### WORK INSTRUCTIONS
A - From the book review, reproduce the passage that begins with the words containing "Okay, it’s a" and ends with "fault his success.".
B - Translate this sentence from the book review into Spanish: "It has its bright moments and a few flashes of humor."

#### EXCERPT PROVIDED ####

Review by: Scott Skipper on Jan. 6, 2018 :
Hitman, Donovan Creed, finds the billion dollars in his Swiss bank account missing, and his wife tries to kill him. To add insult to injury, a mobster offers him $1500 to kill a dog that bit him. Eventually, the president’s chief of staff offers him eight million to kidnap president’s daughter. Well, a guy has to make a living, so he takes the job, only to discover that this has been in works for years, and a veritable troop of look-alikes and body doubles are on the government’s payroll. Creed’s overly complex plan evaporates when the president’s daughter voluntarily lets herself be kidnapped.

Okay, it’s a silly story. Now, I’m not one to criticize a silly story. I may have been guilty of writing one or two myself. The President’s Daughter, however, is a bit much. Creed and his partner, Callie, have sex with and kill everyone they meet. The body count is astronomical, and I only recall disposing of two bodies, yet no one seems too concerned to arrest them. The wackiness aside, this book has some issues that don’t appeal to me. It bounces back and forth from past tense to present tense, and it shifts viewpoints from first person narration by the main character to third person narration by unimportant characters. It has its bright moments and a few flashes of humor. Mr. Locke is not shy about claiming some pretty impressive credentials, including million-seller status. This is apparently true. That worries me about the nature of the reading public, but I can’t fault his success.

#### STORED DATA ####

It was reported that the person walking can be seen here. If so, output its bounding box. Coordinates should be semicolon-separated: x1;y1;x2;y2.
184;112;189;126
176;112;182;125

####

### ANSWERS FOR THIS EXERCISE
A -
Okay, it’s a silly story. Now, I’m not one to criticize a silly story. I may have been guilty of writing one or two myself. The President’s Daughter, however, is a bit much. Creed and his partner, Callie, have sex with and kill everyone they meet. The body count is astronomical, and I only recall disposing of two bodies, yet no one seems too concerned to arrest them. The wackiness aside, this book has some issues that don’t appeal to me. It bounces back and forth from past tense to present tense, and it shifts viewpoints from first person narration by the main character to third person narration by unimportant characters. It has its bright moments and a few flashes of humor. Mr. Locke is not shy about claiming some pretty impressive credentials, including million-seller status. This is apparently true. That worries me about the nature of the reading public, but I can’t fault his success.

B - Tiene sus momentos brillantes y algunos destellos de humor.